## TASK DIRECTIONS
Identify the line in which "Kindly segment every instance of the dark" appears, then reproduce that line and all remaining lines of the records word for word.

## AVAILABLE RECORDS
● ● ● ● ●
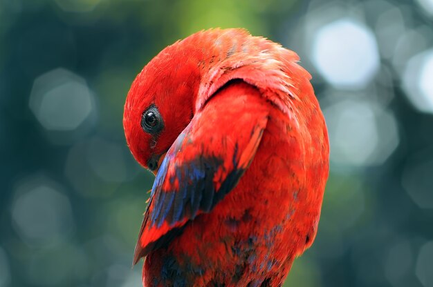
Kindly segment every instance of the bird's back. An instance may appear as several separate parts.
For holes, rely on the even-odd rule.
[[[143,282],[148,286],[281,286],[295,257],[315,236],[322,179],[328,172],[326,130],[309,130],[309,125],[321,120],[314,115],[295,123],[243,81],[229,83],[211,101],[203,112],[209,121],[218,121],[224,129],[219,132],[230,134],[239,112],[250,113],[252,120],[254,114],[267,112],[261,141],[236,187],[210,212],[198,215],[169,244],[147,255]],[[221,122],[221,113],[232,115]]]

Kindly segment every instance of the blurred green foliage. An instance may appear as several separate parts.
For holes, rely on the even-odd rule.
[[[400,85],[405,65],[395,63],[432,47],[432,16],[422,7],[403,0],[1,0],[0,287],[140,286],[140,268],[130,265],[154,177],[126,146],[125,99],[135,76],[160,50],[214,27],[245,28],[295,50],[313,75],[322,108],[335,108],[329,117],[347,112],[356,121],[356,110],[371,112],[367,119],[373,117],[372,123],[362,125],[362,117],[352,132],[364,135],[369,128],[365,135],[376,141],[360,137],[374,142],[369,148],[385,145],[365,159],[362,150],[341,139],[353,135],[344,134],[342,118],[335,125],[329,121],[330,130],[335,130],[331,144],[349,152],[331,156],[316,241],[295,261],[285,286],[433,286],[424,271],[433,266],[428,260],[433,258],[428,245],[432,179],[418,180],[420,172],[413,172],[425,160],[423,170],[433,172],[433,119],[409,103]],[[355,91],[327,82],[311,52],[312,39],[324,25],[320,21],[345,17],[372,31],[380,52],[376,74]],[[408,39],[419,41],[407,47]],[[383,52],[387,43],[396,51],[391,56]],[[55,94],[62,73],[68,87],[86,89],[84,101],[71,91]],[[42,91],[35,90],[37,82]],[[80,116],[82,110],[73,105],[39,102],[39,92],[73,99],[91,112]],[[347,99],[362,109],[339,110],[338,103]],[[47,128],[44,121],[58,119],[42,113],[42,107],[72,112],[80,124]],[[381,126],[383,115],[396,123],[396,139]],[[394,146],[388,144],[391,139]],[[420,150],[425,155],[413,157]],[[427,208],[421,208],[419,201]]]

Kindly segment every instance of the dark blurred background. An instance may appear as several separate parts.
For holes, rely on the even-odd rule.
● ● ● ● ●
## THE SOLUTION
Kindly segment every instance of the dark blurred background. An instance may appear as several separate parts.
For holes, rely on the even-odd rule.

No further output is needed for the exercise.